*To do:*
Using the records below, copy out exactly the line that contains "boy's ear, given" and every line that follows it, up to and including the last, and no others.

*Dataset extract:*
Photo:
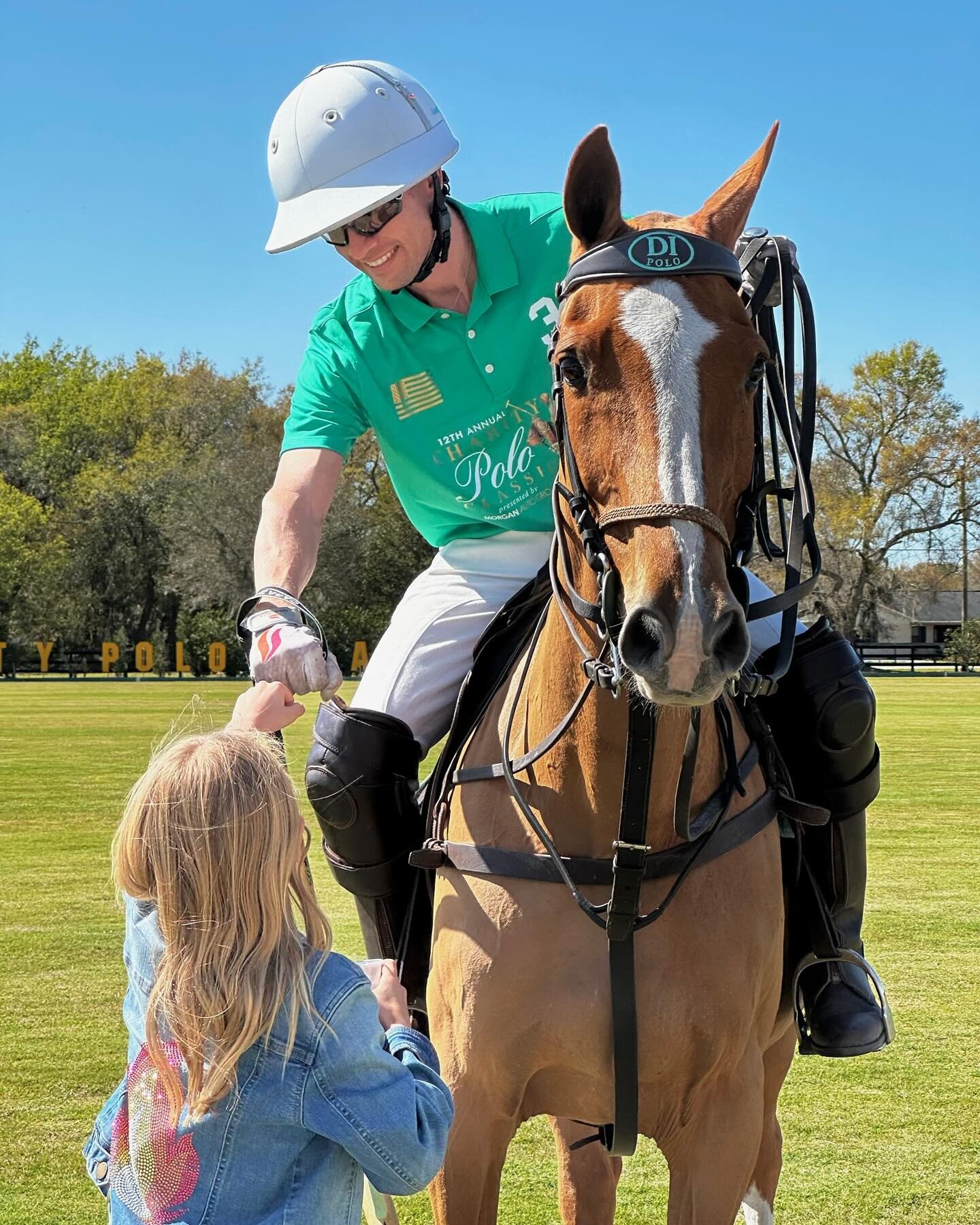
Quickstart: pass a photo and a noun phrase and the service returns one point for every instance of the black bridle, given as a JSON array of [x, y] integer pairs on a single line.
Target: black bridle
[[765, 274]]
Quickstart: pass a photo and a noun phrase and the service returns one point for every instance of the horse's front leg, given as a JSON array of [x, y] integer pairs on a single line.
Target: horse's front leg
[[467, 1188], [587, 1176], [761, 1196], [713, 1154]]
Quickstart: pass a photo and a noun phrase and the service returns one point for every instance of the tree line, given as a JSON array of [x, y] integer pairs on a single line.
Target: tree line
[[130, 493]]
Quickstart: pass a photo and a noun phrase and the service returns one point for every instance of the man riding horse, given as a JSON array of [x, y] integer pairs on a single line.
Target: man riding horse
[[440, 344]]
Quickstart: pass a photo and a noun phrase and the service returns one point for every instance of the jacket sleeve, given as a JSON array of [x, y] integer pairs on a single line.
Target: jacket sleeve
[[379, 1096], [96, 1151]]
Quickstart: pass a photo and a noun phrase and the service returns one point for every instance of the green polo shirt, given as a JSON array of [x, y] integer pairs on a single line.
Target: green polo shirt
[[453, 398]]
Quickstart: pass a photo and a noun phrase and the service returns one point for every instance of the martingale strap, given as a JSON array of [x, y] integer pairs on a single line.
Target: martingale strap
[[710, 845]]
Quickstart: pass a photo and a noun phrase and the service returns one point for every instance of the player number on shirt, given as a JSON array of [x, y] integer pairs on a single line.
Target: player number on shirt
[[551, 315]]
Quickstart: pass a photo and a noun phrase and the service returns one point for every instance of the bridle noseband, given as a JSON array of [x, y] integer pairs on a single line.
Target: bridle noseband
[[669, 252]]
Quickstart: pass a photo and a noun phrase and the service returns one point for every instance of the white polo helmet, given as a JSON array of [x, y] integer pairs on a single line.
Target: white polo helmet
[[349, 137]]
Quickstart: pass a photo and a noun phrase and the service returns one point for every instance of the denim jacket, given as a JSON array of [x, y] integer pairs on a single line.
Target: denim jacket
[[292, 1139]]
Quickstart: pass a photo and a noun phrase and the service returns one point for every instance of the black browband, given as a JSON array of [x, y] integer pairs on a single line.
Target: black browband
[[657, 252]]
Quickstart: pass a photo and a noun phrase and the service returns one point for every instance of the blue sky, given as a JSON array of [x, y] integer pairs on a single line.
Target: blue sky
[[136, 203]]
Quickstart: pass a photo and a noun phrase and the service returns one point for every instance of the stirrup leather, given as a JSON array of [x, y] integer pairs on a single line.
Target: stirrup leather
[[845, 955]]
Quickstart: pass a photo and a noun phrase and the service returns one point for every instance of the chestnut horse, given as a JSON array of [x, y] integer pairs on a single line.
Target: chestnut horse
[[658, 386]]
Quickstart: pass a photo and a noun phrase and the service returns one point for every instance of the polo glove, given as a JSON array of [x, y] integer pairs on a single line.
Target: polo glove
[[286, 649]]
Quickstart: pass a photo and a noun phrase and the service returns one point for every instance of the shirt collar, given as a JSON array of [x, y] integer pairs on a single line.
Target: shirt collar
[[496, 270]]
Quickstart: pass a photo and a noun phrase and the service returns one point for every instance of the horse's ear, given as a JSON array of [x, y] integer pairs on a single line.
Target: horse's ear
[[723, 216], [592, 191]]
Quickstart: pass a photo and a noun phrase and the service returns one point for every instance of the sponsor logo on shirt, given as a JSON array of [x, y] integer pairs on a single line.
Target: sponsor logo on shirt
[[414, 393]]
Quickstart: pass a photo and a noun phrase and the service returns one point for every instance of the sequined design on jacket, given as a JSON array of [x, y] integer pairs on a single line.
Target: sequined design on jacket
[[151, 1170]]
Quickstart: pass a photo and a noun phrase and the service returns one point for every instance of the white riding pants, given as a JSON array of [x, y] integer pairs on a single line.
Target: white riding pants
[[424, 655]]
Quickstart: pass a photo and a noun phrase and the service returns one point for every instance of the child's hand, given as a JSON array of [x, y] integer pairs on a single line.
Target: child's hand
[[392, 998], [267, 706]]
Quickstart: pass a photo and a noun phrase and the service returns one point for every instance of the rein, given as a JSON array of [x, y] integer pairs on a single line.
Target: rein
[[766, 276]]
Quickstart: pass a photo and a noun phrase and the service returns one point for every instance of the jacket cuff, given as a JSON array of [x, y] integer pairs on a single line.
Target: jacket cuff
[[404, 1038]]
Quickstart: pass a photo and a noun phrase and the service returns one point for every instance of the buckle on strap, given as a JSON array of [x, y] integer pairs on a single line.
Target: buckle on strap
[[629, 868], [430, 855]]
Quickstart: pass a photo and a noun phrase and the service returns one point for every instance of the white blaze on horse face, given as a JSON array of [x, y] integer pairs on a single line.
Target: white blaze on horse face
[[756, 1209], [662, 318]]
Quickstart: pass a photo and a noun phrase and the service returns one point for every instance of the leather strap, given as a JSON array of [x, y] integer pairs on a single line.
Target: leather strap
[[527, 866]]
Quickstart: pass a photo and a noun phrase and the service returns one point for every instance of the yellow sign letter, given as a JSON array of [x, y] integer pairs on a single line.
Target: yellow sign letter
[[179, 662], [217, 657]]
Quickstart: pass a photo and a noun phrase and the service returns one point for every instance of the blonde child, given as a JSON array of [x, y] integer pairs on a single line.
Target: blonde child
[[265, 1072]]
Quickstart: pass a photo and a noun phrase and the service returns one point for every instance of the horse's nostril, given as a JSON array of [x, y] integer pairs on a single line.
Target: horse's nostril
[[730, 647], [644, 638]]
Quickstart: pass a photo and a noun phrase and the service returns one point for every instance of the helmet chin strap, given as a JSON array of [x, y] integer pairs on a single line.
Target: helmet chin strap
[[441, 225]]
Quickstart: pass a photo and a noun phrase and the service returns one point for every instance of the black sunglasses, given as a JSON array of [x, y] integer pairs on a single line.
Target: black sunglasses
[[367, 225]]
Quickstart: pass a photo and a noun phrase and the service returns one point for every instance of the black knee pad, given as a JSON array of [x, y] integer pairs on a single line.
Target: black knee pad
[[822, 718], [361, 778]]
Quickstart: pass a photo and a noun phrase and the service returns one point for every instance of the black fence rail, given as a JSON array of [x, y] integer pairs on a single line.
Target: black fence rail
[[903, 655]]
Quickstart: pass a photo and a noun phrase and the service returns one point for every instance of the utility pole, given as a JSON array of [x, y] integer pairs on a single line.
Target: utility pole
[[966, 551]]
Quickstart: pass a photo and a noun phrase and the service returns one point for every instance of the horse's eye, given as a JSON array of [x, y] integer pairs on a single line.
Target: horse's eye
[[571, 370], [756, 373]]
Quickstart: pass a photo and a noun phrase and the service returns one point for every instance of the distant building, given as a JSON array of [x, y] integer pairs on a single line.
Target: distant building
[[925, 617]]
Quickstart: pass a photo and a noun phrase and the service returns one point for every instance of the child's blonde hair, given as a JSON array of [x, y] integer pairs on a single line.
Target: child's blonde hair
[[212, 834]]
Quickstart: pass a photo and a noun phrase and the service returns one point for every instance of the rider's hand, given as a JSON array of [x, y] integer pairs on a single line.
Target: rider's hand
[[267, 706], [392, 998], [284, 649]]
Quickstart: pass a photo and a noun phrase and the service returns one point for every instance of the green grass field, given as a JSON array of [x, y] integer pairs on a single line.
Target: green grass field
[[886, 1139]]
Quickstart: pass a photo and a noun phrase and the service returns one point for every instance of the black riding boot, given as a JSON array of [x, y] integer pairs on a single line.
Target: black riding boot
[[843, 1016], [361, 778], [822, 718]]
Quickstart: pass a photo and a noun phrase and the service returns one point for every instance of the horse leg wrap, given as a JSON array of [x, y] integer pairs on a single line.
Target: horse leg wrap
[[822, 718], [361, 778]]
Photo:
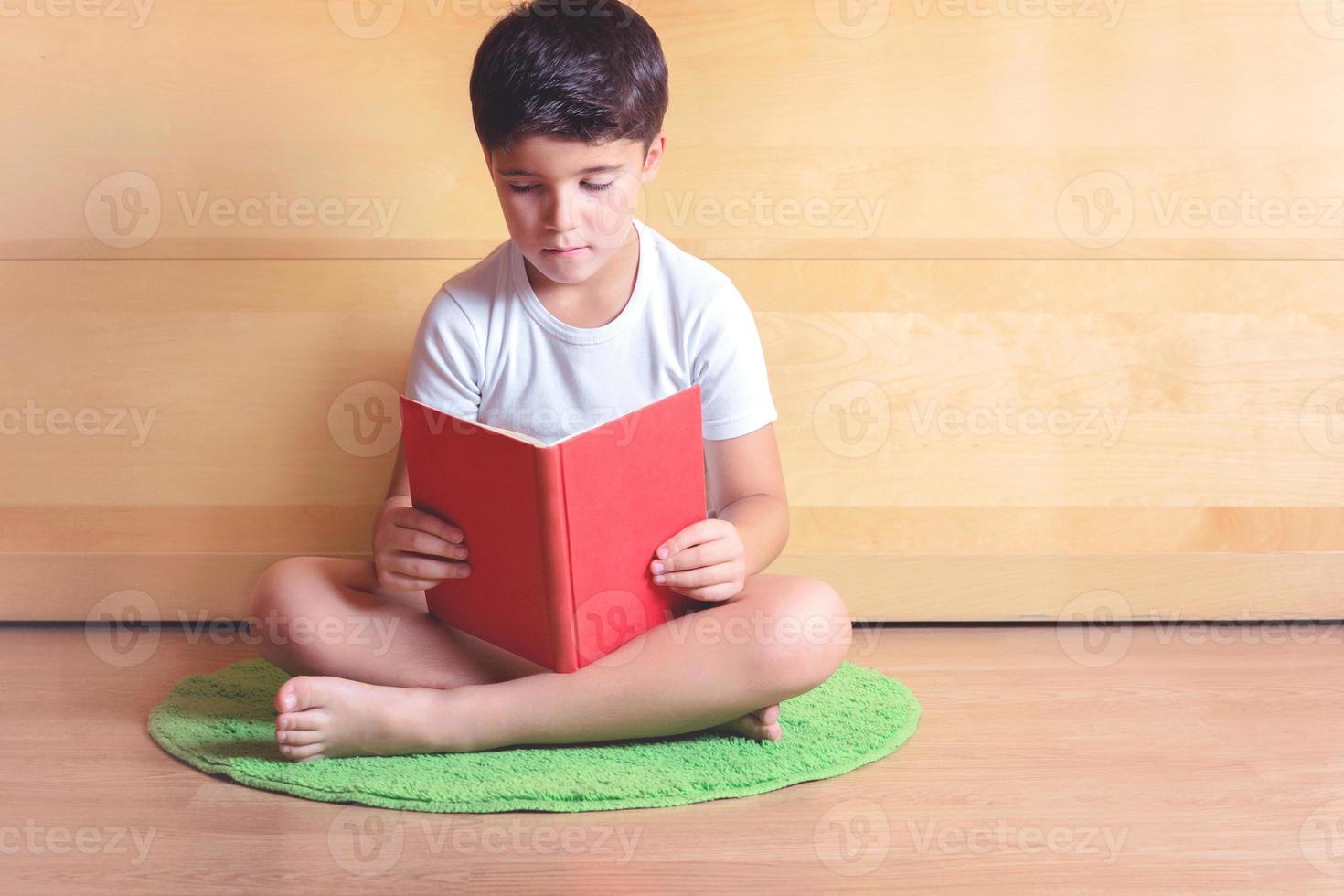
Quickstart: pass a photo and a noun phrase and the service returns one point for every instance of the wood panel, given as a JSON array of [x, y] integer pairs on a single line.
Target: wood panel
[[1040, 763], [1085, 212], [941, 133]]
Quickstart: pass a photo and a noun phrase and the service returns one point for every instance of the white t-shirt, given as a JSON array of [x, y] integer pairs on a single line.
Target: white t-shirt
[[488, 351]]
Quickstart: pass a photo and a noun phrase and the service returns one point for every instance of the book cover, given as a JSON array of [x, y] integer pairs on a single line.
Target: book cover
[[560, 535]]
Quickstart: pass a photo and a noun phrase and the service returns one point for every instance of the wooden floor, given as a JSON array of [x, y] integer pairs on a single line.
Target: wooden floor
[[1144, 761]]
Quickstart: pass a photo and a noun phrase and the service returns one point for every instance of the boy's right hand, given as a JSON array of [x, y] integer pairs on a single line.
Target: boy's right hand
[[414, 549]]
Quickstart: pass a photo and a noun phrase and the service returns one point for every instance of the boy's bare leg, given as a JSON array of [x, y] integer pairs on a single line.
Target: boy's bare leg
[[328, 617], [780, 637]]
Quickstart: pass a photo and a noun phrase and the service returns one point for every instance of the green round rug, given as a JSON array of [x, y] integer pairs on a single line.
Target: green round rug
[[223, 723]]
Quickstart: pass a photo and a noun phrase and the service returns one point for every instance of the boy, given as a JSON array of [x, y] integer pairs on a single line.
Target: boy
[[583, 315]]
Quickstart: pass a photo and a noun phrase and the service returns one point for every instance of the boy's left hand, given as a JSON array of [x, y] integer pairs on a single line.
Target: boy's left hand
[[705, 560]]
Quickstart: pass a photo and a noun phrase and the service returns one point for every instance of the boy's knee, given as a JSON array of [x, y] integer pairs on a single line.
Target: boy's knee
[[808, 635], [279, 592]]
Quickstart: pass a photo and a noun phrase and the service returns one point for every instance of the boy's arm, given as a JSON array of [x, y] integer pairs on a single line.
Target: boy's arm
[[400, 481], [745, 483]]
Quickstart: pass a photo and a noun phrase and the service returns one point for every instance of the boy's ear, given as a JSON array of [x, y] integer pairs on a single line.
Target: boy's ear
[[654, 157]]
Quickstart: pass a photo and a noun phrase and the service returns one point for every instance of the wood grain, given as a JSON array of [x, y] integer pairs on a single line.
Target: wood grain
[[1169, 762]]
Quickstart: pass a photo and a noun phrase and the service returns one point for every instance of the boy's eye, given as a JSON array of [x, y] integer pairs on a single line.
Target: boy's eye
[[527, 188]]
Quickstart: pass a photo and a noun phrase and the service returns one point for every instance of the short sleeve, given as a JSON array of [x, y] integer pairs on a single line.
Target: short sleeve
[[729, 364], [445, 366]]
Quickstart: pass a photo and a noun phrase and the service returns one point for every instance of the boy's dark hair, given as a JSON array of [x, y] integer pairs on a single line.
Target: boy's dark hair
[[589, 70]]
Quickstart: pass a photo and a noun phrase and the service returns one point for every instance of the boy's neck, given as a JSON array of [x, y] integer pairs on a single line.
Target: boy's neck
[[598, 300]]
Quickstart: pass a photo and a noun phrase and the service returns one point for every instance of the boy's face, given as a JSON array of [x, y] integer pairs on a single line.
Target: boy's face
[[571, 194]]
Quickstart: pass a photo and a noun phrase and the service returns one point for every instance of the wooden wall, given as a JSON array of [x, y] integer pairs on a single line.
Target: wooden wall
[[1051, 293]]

*Written response:*
Quickstart: pass a photo and a noun phrase and the service returns one point for every instance of the boy's ear, given as a JSON array of [x, y] integer pairs on a single line.
Target: boy's ear
[[654, 157]]
Quickstart: pass a photo and a noun phrase and the service returns one point for every instance of the wood grain, given as a JSON array of [x, y] integer pairs on a single line.
Target: wood grain
[[1169, 762]]
Quickstart: pass a photo and a noun phrase and the service returns one point for every instance of the boy's eye, given as a JSON array of [x, y] integer pairs on a single line.
Target: boy's eye
[[527, 188]]
Quickstart: pass a photo and a noun phrase and the service returns one point for every instance of the short sleeve, given as a JSON array of [x, y] integer pairs on a single line.
Target: short sleeve
[[729, 364], [445, 366]]
Quickstart: pass a photo and a noun phrase and the service returns one point for every instance of the boy's dark hair, given as a JSON array of [x, y] integer pairs on a single line.
Target: boy's dark hair
[[589, 70]]
Quickstart: pass a photo and a noun phrase and the service returns one point for every instance of the boy's neck, given as a JSON array of [x, y] integer pairs on a single line.
Target: boy's neck
[[598, 300]]
Quickstart: pass a photo and a noun phrase and the service returns one point for every instance of the boy's face, given as a JSON array of [x, y] integer pairs on a single line.
Target: boy's face
[[571, 194]]
Quickstart: pass a photo and a noun phrase and the service returns one point for every instance of the wooden wall, given as a JSON array of [x, y] integer pairs on a single line.
Target: wooden wall
[[1051, 293]]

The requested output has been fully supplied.